> _Source records_:

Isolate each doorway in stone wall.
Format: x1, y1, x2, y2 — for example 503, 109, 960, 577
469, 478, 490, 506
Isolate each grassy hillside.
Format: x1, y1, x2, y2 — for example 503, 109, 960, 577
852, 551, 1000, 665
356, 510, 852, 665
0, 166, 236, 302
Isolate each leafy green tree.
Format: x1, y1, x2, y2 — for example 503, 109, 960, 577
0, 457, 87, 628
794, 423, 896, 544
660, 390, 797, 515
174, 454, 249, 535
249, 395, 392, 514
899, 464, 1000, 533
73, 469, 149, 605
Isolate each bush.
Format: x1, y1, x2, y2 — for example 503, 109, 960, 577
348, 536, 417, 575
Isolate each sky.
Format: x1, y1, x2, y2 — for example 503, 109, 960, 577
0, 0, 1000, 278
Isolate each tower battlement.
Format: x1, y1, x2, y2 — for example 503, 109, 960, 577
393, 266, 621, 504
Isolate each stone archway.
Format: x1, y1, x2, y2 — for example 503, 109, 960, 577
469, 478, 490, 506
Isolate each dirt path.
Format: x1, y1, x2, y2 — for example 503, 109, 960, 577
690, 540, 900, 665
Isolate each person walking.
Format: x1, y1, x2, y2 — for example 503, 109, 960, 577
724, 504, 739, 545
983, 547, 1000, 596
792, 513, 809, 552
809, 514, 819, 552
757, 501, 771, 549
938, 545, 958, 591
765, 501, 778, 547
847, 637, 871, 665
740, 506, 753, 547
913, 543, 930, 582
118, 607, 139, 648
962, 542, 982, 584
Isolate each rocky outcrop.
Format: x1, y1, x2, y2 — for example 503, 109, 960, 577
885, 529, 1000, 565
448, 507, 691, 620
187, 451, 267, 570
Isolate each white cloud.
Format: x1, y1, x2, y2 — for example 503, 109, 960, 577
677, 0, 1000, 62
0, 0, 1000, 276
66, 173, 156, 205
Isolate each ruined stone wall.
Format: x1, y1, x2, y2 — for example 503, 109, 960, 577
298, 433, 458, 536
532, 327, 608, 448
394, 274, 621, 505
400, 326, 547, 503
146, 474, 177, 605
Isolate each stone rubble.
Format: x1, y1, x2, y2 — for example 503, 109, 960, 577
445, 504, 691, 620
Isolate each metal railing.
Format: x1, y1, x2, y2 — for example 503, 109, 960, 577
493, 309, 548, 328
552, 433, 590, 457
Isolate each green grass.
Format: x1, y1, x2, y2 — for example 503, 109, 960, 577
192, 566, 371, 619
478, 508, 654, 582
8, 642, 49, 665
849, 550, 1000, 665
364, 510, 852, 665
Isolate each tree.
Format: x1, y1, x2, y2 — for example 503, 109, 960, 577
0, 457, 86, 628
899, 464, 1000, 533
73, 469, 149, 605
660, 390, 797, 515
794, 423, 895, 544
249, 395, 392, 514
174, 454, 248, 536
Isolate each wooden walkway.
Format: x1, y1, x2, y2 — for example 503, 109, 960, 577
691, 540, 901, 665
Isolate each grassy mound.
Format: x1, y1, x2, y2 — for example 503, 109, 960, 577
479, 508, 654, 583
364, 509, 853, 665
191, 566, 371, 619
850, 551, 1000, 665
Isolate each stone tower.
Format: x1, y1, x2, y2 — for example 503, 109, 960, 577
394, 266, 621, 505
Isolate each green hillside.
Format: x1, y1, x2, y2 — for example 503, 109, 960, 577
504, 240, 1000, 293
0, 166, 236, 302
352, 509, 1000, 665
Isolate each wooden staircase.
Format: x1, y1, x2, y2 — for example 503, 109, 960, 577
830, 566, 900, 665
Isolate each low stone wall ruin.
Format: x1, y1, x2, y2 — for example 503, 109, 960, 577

> _Problem description_:
Could you copy out only the records starting at the line with "Isolate each ruined stone wall." and ending at the line with "850, 551, 1000, 665", replacing "Isolate" with "Outline" and leaving everything else unchanged?

> _Task result_:
Outline each ruined stone wall.
Format: x1, y1, x2, y2 — for example 503, 109, 960, 577
298, 433, 458, 536
532, 327, 608, 448
394, 274, 621, 505
400, 326, 547, 503
146, 474, 177, 605
Outline each stone rubble.
Format: x1, y1, x2, y2 — for example 503, 109, 960, 577
445, 504, 691, 620
Outline each metal railing.
Format: x1, y1, x2, y2 — for example 503, 109, 960, 577
493, 309, 548, 328
552, 433, 590, 457
Outline each green grass.
Format: x1, y1, x2, y2 — for example 503, 109, 960, 577
192, 566, 371, 619
478, 508, 654, 582
8, 642, 49, 665
849, 550, 1000, 665
364, 510, 852, 665
Outline each tree.
Format: x1, y1, x2, y2 — for example 503, 109, 960, 577
0, 457, 86, 628
899, 464, 1000, 533
73, 469, 149, 605
660, 390, 797, 515
794, 423, 895, 544
249, 395, 392, 514
174, 454, 248, 536
Outline each wooden walkway.
Format: x1, y1, x2, y2 — for example 503, 109, 960, 577
691, 540, 901, 665
Outline each grassy mound.
Format: x1, y1, x2, y2 — for example 503, 109, 960, 577
479, 508, 654, 583
364, 509, 853, 665
191, 566, 371, 619
850, 551, 1000, 665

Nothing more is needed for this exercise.